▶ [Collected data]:
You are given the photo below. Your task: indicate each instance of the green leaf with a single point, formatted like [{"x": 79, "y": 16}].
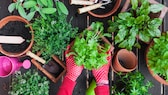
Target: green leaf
[
  {"x": 11, "y": 7},
  {"x": 22, "y": 11},
  {"x": 44, "y": 2},
  {"x": 124, "y": 15},
  {"x": 50, "y": 3},
  {"x": 62, "y": 7},
  {"x": 155, "y": 8},
  {"x": 29, "y": 4},
  {"x": 48, "y": 10},
  {"x": 134, "y": 4},
  {"x": 165, "y": 55},
  {"x": 144, "y": 37},
  {"x": 30, "y": 16}
]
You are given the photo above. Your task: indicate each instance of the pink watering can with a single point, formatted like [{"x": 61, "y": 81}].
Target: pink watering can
[{"x": 9, "y": 65}]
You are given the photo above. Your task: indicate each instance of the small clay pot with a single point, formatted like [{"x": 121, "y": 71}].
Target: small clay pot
[
  {"x": 124, "y": 61},
  {"x": 112, "y": 11},
  {"x": 53, "y": 75},
  {"x": 159, "y": 15},
  {"x": 3, "y": 22}
]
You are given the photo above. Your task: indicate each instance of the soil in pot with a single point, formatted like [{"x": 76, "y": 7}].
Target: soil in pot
[
  {"x": 53, "y": 67},
  {"x": 16, "y": 28}
]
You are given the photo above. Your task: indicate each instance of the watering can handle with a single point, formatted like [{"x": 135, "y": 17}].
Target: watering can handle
[{"x": 32, "y": 55}]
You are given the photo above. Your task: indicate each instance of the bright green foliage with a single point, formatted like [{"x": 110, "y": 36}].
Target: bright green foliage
[
  {"x": 133, "y": 84},
  {"x": 29, "y": 83},
  {"x": 28, "y": 8},
  {"x": 52, "y": 35},
  {"x": 158, "y": 56},
  {"x": 136, "y": 23},
  {"x": 87, "y": 49}
]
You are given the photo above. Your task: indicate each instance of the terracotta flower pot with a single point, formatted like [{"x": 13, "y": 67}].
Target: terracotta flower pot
[
  {"x": 161, "y": 15},
  {"x": 124, "y": 61},
  {"x": 103, "y": 15},
  {"x": 47, "y": 72},
  {"x": 3, "y": 22},
  {"x": 155, "y": 76}
]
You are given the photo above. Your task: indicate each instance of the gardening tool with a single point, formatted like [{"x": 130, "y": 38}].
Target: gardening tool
[
  {"x": 94, "y": 6},
  {"x": 11, "y": 39},
  {"x": 9, "y": 65}
]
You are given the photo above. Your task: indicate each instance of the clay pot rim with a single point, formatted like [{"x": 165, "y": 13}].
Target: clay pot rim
[
  {"x": 117, "y": 5},
  {"x": 162, "y": 14},
  {"x": 155, "y": 76},
  {"x": 124, "y": 70},
  {"x": 3, "y": 22}
]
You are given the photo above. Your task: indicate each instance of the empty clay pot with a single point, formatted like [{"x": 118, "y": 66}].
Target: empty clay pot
[{"x": 9, "y": 65}]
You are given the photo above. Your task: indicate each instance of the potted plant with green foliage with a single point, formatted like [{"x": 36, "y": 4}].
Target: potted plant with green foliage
[
  {"x": 124, "y": 61},
  {"x": 132, "y": 83},
  {"x": 29, "y": 83},
  {"x": 51, "y": 37},
  {"x": 157, "y": 58},
  {"x": 136, "y": 23},
  {"x": 90, "y": 48},
  {"x": 28, "y": 8}
]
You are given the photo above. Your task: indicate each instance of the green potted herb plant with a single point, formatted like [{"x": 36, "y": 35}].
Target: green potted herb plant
[
  {"x": 131, "y": 83},
  {"x": 51, "y": 37},
  {"x": 29, "y": 83},
  {"x": 136, "y": 23},
  {"x": 28, "y": 8},
  {"x": 89, "y": 49},
  {"x": 157, "y": 58}
]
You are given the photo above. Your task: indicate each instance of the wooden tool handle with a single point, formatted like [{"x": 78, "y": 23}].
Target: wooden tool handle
[
  {"x": 81, "y": 2},
  {"x": 32, "y": 55},
  {"x": 89, "y": 8}
]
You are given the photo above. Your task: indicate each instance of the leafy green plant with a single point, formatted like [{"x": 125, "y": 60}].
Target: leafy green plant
[
  {"x": 136, "y": 23},
  {"x": 29, "y": 83},
  {"x": 28, "y": 8},
  {"x": 158, "y": 56},
  {"x": 52, "y": 35},
  {"x": 133, "y": 84},
  {"x": 88, "y": 50}
]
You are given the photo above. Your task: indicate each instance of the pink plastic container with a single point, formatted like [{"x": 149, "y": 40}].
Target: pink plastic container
[{"x": 9, "y": 65}]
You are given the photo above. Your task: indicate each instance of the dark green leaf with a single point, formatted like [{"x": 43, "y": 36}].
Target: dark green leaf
[
  {"x": 48, "y": 10},
  {"x": 134, "y": 4},
  {"x": 22, "y": 11},
  {"x": 11, "y": 7},
  {"x": 124, "y": 15},
  {"x": 44, "y": 2},
  {"x": 155, "y": 8},
  {"x": 29, "y": 4},
  {"x": 62, "y": 7}
]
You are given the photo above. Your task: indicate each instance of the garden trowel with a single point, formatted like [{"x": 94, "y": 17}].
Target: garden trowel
[{"x": 11, "y": 39}]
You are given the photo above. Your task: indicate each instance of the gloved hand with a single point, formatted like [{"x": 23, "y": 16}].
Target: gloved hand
[
  {"x": 73, "y": 71},
  {"x": 101, "y": 74}
]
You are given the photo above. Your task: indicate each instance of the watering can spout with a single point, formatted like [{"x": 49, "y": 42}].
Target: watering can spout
[{"x": 26, "y": 64}]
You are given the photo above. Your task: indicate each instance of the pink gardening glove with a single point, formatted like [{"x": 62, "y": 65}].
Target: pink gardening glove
[
  {"x": 73, "y": 71},
  {"x": 101, "y": 74}
]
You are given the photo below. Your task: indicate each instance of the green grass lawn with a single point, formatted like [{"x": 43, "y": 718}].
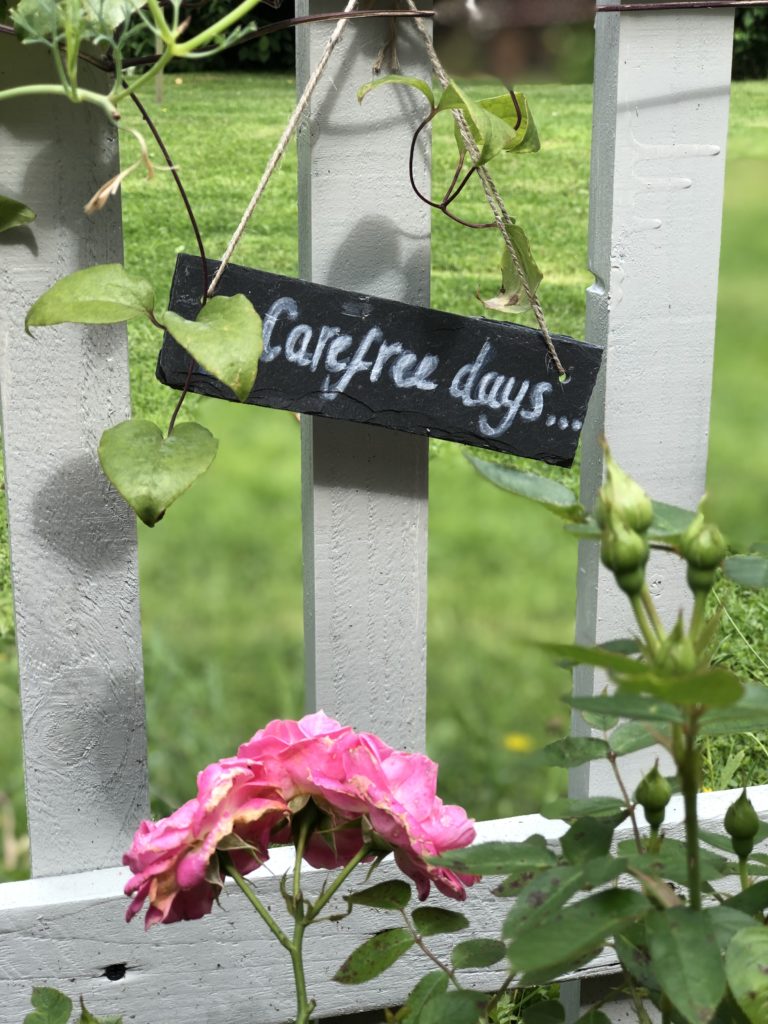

▶ [TASK DETAILS]:
Give the stretch of the listing from the line containing "the garden trowel" through the end of the listing as a numbered list, skipping blank lines. Omit the pictures from your answer.

▶ [RESPONSE FOR THIS EXERCISE]:
1. You are given the photo above. Your task: indicate each instance of the garden trowel with a single point, formatted like [{"x": 94, "y": 17}].
2. Target: garden trowel
3. [{"x": 11, "y": 39}]
4. You are given the photo above. Your task: indicate each instance of the gloved hand with a single point, formatted like [{"x": 23, "y": 16}].
5. Target: gloved hand
6. [
7.   {"x": 73, "y": 71},
8.   {"x": 101, "y": 74}
9. ]
10. You are given the photo above. Your task: indicate each instance of the watering can spout with a single point, formatted like [{"x": 49, "y": 42}].
11. Target: watering can spout
12. [{"x": 26, "y": 64}]
13. You are given the photo above. Your task: indicate each instance of the pink gardening glove with a single point, formatted like [{"x": 62, "y": 65}].
14. Target: pink gardening glove
15. [
16.   {"x": 73, "y": 71},
17.   {"x": 101, "y": 74}
18. ]
19. You are given the photo below. Your task: indicate each instance of the green grass lawn with a single point, formatted like [{"x": 43, "y": 718}].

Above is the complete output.